--- start Supplied data ---

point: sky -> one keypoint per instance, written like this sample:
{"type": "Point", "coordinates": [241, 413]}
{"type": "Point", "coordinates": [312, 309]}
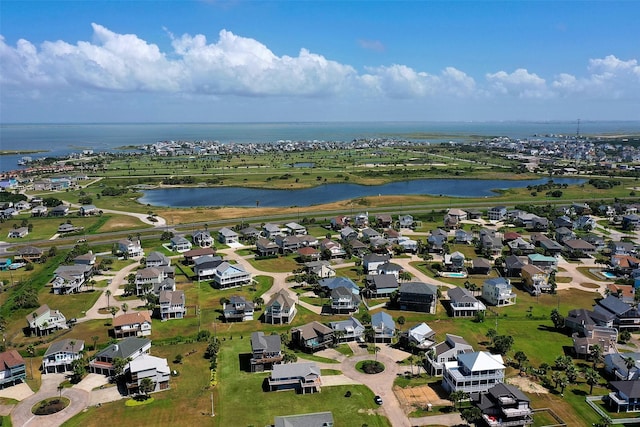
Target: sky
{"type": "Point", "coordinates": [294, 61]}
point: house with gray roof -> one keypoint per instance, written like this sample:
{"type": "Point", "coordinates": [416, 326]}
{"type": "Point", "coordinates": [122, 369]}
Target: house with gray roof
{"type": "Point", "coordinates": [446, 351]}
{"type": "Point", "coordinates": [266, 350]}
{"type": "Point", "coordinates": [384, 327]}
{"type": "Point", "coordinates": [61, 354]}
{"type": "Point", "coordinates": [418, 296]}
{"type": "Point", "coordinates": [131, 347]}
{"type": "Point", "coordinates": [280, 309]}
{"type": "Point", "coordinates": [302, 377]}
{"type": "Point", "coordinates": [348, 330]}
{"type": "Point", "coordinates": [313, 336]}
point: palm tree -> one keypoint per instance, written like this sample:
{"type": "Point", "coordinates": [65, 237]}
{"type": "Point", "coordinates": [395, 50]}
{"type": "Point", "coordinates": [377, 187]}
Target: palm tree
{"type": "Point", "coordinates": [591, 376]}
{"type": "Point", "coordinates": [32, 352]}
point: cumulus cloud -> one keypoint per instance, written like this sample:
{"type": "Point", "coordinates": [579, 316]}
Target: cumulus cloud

--- end Supplied data ---

*Exercise prompt*. Put every line from the one containing "point: cumulus cloud" down to the end of the rows into a Markdown table with the columns Nr and Line. Number the lines consecutively from 1 and omit any blank lines.

*Solution for this exercise*.
| Nr | Line |
|---|---|
| 1 | point: cumulus cloud -> one keypoint per instance, written like this sample: |
| 2 | {"type": "Point", "coordinates": [579, 316]} |
| 3 | Target: cumulus cloud |